## STATED PROBLEM A
In the forum post about the tipping-sign complaint, where did the driver pick up the group, and where did he take them?
## STATED PROBLEM B
Extend the forum post about the tipping-sign complaint, picking up after its last sentence.

## SELECTED TEXT
<<<<

# Rider Scams Driver for Tipping sign Complaint...



## Larry-AMS (Feb 24, 2015)

Just wanted you guys to know about something that happened to me a few days ago. Not really sure when it happened but have narrowed it down to one night and one group of guys, out drinking of course. One guy gets in the front seat and wants to take my picture, I turned my head and asked him nicely not to do so, that my photo shows in my profile and he can thus remember who gave him the ride. The other 3 guys get in the back, but not before one of them walks around and knocks on the drivers window to ask me to stop at Taco Bell on the way to pick up food, obviously. Now this is where the misdirection takes place, and I am unsure of all the details, but my auditory memory kicked in when I remembered hearing a piece of paper crumple. The Rider in the front seat must have laid a piece of paper on the dash and taken a picture of it. This piece of paper was a sign requesting TIPS...he then sent the photo to Uber to complain that I was demanding tips, NOT TRUE! The sign was not mine, and I did not see him take the photo, but it appears to be my vehicle, and the metadata on the photo shows it to be during the trip at the pick up location (GPS on this iPhone). Uber deactivated my account and questioned me all about it, but I knew less than a few details about it. They have yet to re-activate my account, but indicate that they will. Now I am thinking that they are going to wait until Monday so that my punitive damages will be the loss of a weekends' fares. If only I could determine for sure who the rider was, he would need a hearse for his next trip. No home address, since I picked up at a bar and took them to a strip club.

>>>>

## DATASET EXTRACT
<<<<

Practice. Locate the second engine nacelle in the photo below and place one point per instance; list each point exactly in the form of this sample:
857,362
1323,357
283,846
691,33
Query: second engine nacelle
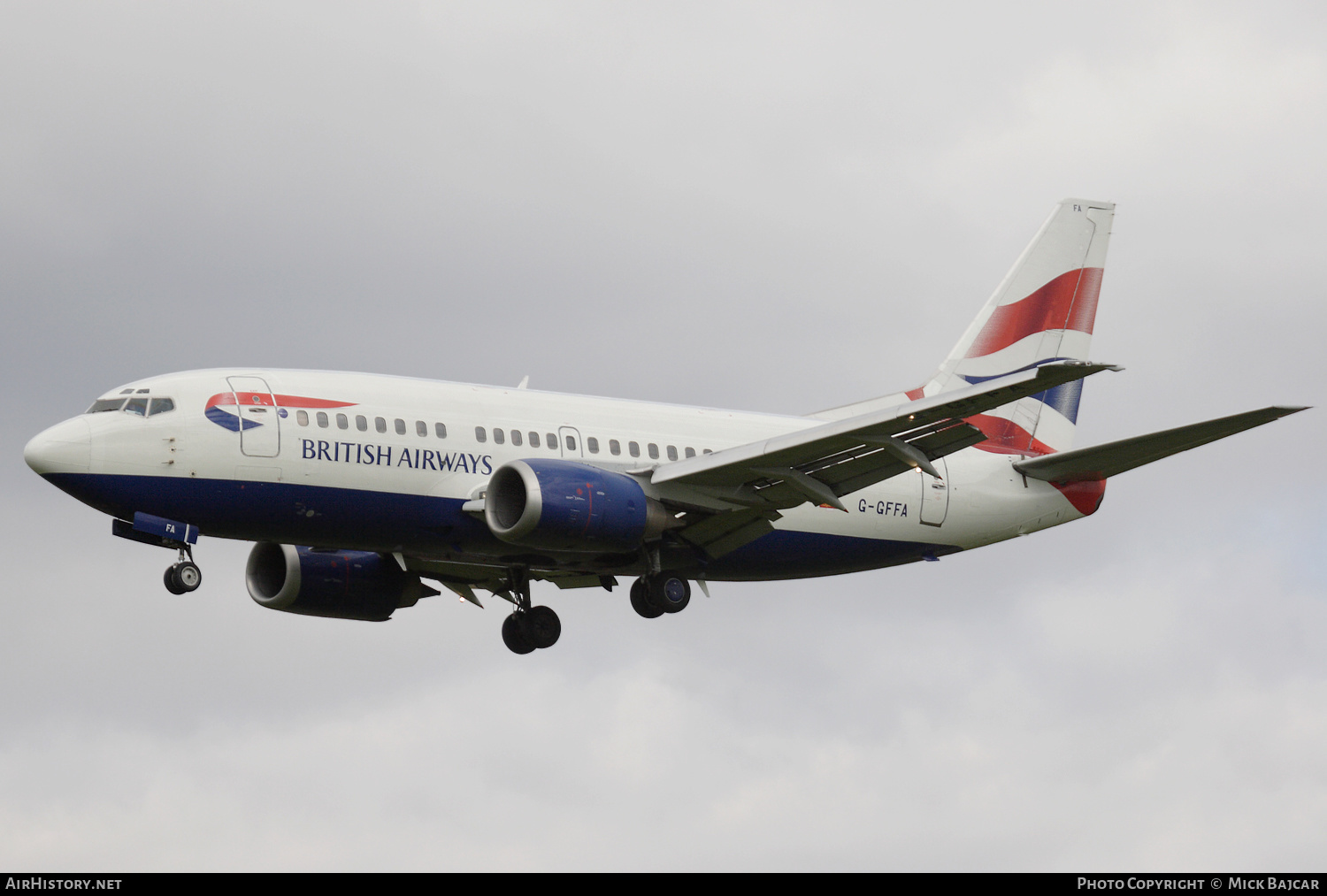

>>>>

## TASK OUTPUT A
He picked them up at a bar and took them to a strip club.

## TASK OUTPUT B
It won't happen again! I feel so violated, by the scam and by Uber!


----------



## Amsoil Uber Connect (Jan 14, 2015)

That is really messed up.

My first thought is, they must be reading this site to set you up like that. I could be wrong ?


----------



## Teksaz (Mar 16, 2015)

#Un****ingbelievable 

What a bunch of pricks.


----------



## AJUber (Jun 23, 2015)

probably a cabby scam to get you deactivated becuz if I'm a Pax besides getting a free ride ...what does a pax get out of getting you deactivated .


----------



## AJUber (Jun 23, 2015)

I can tell you after doing this Uber for a while, anytime I had 4/males in the car its been nothing but a headache. so now I just avoid it. one out of five groups of males were normal ride ....other four bad...just cancel.


----------



## MrsUberJax (Sep 2, 2014)

****ing assholes! I am sorry that this happened to you. I wouldn't put it passed a fellow driver trying to eliminate the competition. Things are getting scary out there. Be well my friend, I hope that Uber needs you this afternoon and activates you. Good Luck.


----------



## poopy (Jun 28, 2015)

People can really suck.

My Monday morning quarterback comment:

Dashcam.

Uber-on


----------



## pbracing33b (May 18, 2015)

poopy said:


> People can really suck.
> 
> My Monday morning quarterback comment:
> 
> ...


Yeah I posted about getting a dashcam on here some time ago and one guy told me I was paranoid, but I think if you have video proof of what is going on then it should be black and white. Plus u would have video evidence, after this I. Am contemplating on getting one now


----------



## elelegido (Sep 24, 2014)

AJUber said:


> I can tell you after doing this Uber for a while, anytime I had 4/males in the car its been nothing but a headache. so now I just avoid it. one out of five groups of males were normal ride ....other four bad...just cancel.


Exactly - groups of 4 are a no go.


----------



## LA#1x3 (Jul 9, 2015)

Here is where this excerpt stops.